Grief 3, opleidingskosten
3.18
In de overeenkomst van opdracht is opgenomen dat opleiding van personeel tot de taken van [geïntimeerde 2] behoort. Doordat [geïntimeerden] voortijdig de overeenkomst hebben beëindigd, heeft [geïntimeerde 2] in de resterende looptijd van de overeenkomst geen opleidingswerkzaamheden meer uitgevoerd. Volgens [appellante] was [naam 2] op het moment dat [geïntimeerde 2] haar werkzaamheden beëindigde nog onervaren; dit betekent dat [appellante] op andere wijze in de opleidingsbehoefte van haar medewerkers zal moeten voorzien. [appellante] stelt dat zij daardoor schade heeft geleden; ook hierop heeft de eerdergenoemde omzettingsverklaring in de zin van artikel 6:87 lid 1 BW betrekking. In hoger beroep maakt de vordering van [appellante] op dit punt deel uit van onderdeel II van haar vorderingen: schadevergoeding op te maken bij staat. [geïntimeerden] hebben deze vordering bestreden. Volgens hen heeft [appellante] de gestelde opleidingsbehoefte, de wijze waarop deze na het vertrek is ingevuld en de daarmee samenhangende kosten niet onderbouwd. De rechtbank heeft geoordeeld dat [appellante] niet aannemelijk heeft gemaakt dat zij als gevolg van de voortijdige beëindiging van de werkzaamheden van [geïntimeerde 2] schade heeft geleden. Tegen dit oordeel is grief 3 gericht.

§ Te onderzoeken gegevens:

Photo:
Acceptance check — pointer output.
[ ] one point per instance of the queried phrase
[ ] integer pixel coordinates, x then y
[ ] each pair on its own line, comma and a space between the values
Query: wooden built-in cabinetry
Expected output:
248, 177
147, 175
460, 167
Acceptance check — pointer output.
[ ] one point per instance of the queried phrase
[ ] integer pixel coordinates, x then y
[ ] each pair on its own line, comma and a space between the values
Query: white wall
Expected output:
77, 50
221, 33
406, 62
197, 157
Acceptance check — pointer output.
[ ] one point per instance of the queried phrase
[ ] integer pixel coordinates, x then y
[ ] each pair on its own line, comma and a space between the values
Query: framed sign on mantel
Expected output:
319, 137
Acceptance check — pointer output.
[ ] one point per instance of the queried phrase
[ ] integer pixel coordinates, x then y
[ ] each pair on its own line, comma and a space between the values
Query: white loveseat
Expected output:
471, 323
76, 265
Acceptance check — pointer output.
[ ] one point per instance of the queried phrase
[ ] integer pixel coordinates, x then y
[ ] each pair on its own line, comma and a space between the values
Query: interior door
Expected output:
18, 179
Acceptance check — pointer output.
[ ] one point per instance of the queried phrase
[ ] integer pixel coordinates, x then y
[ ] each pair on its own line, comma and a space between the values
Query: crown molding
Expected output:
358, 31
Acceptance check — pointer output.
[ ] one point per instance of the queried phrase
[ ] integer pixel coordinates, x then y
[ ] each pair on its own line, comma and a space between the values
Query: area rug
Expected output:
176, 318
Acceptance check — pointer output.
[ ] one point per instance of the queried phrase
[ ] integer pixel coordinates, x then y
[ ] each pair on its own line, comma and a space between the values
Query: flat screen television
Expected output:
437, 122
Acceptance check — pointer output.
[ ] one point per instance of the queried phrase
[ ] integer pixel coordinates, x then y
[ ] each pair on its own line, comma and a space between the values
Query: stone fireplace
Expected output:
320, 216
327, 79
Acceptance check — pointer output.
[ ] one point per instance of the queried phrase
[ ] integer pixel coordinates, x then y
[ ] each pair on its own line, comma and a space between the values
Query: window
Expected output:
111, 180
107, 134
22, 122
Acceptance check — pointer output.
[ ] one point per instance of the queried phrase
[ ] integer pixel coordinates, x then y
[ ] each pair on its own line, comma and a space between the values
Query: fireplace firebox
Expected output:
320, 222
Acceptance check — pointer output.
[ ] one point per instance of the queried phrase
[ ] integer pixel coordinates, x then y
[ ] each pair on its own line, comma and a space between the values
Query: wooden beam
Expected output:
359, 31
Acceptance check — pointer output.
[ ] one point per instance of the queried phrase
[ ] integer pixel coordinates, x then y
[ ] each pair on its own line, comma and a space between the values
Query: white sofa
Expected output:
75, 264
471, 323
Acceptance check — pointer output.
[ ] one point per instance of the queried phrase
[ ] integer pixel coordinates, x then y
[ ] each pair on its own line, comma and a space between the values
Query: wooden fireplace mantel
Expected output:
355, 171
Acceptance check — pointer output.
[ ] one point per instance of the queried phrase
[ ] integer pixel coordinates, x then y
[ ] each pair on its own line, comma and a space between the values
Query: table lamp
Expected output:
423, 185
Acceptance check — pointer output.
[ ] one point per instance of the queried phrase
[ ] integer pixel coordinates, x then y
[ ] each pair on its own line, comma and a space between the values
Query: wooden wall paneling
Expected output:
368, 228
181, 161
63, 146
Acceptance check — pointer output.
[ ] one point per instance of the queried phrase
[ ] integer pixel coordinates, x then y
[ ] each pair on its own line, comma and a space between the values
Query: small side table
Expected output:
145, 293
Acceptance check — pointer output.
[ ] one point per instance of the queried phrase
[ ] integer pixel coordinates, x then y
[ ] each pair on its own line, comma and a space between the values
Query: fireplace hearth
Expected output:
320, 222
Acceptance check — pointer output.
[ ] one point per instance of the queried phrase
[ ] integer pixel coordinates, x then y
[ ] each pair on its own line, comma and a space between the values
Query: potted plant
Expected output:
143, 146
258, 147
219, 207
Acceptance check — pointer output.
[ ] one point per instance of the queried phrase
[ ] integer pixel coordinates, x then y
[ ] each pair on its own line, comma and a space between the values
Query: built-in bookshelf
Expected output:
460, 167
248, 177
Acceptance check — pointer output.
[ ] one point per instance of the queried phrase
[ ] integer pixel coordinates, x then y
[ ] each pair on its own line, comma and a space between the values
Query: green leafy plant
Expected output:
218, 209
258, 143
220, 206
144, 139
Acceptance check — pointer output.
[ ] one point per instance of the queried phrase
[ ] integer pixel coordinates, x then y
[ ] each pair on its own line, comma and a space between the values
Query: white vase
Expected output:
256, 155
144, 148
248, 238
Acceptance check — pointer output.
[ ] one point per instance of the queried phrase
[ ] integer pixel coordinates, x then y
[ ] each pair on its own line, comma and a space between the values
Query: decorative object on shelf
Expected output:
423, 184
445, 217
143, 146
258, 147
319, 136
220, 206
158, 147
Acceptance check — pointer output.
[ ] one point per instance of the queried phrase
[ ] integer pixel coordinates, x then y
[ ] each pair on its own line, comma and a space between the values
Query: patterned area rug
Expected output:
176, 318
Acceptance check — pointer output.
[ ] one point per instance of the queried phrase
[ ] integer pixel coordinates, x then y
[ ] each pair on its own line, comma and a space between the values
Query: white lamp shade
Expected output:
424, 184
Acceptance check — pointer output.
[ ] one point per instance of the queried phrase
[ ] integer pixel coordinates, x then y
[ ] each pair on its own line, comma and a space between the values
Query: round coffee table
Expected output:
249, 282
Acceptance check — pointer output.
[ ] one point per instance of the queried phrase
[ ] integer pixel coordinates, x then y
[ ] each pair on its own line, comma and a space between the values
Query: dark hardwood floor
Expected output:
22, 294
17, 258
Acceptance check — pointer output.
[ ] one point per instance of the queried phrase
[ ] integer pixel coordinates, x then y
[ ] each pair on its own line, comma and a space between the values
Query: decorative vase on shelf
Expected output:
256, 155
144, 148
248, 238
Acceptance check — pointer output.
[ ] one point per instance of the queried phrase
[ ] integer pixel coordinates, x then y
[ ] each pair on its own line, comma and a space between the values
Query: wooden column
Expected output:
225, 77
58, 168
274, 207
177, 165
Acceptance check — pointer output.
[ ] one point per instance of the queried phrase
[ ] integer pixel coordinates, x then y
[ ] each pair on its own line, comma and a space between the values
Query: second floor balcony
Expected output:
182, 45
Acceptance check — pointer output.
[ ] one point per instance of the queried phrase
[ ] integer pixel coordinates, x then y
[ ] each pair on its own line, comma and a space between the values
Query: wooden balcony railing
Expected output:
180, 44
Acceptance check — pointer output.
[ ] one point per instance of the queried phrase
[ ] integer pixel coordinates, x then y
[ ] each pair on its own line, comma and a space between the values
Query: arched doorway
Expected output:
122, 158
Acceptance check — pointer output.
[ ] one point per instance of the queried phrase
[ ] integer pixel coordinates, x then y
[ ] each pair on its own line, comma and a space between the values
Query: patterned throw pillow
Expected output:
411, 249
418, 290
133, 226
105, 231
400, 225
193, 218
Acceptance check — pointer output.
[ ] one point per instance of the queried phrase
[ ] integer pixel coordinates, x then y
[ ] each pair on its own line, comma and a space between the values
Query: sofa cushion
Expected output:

§ Jouw opdracht:
Stemmen deze beweringen overeen met het fragment over grief 3? Geef per bewering ja of nee, met een letterlijk citaat van de woorden uit het fragment die de doorslag geven.
(a) Volgens de overeenkomst van opdracht hoort opleiding van personeel bij de taken van [geïntimeerde 2].
(b) [geïntimeerden] hebben de vordering van [appellante] over de opleidingskosten erkend.
(c) De rechtbank vond dat [appellante] aannemelijk had gemaakt dat zij schade had geleden.
Baseer je uitsluitend op het fragment.

§ Oplossing:
(a) Ja: "In de overeenkomst van opdracht is opgenomen dat opleiding van personeel tot de taken van [geïntimeerde 2] behoort."
(b) Nee: "[geïntimeerden] hebben deze vordering bestreden."
(c) Nee: "De rechtbank heeft geoordeeld dat [appellante] niet aannemelijk heeft gemaakt dat zij als gevolg van de voortijdige beëindiging van de werkzaamheden van [geïntimeerde 2] schade heeft geleden."